**EXERCISE:**
Count the lines in the listing below that contain the word "each". Reply with only that number.

**MATERIAL FOR THE TASK:**

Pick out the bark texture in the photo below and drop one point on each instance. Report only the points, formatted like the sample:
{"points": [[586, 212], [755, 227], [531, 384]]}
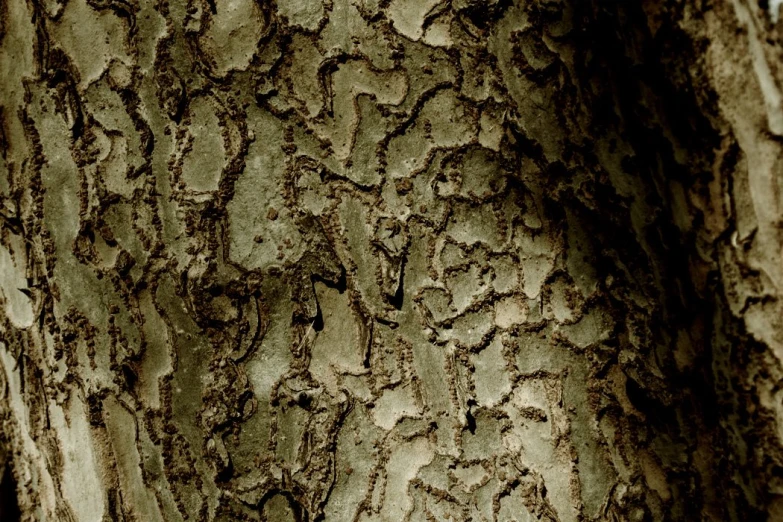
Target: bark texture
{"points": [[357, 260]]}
* * *
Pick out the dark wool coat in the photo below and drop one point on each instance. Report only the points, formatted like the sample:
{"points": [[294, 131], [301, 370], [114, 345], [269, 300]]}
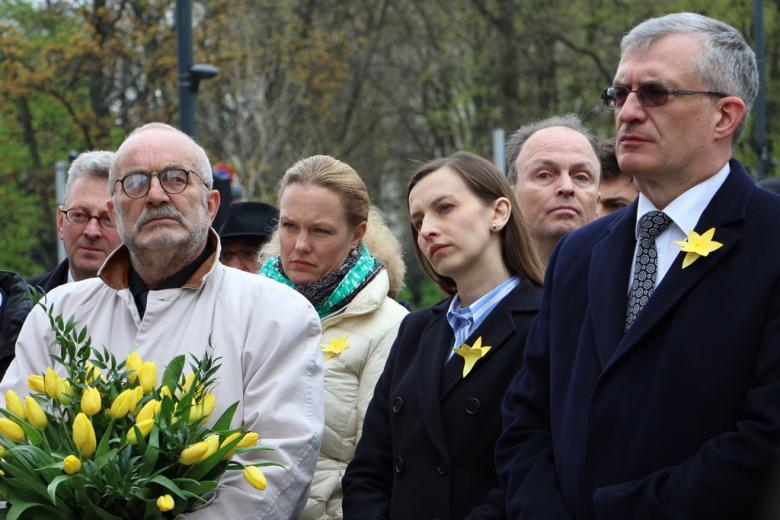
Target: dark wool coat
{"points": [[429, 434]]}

**RESULT:**
2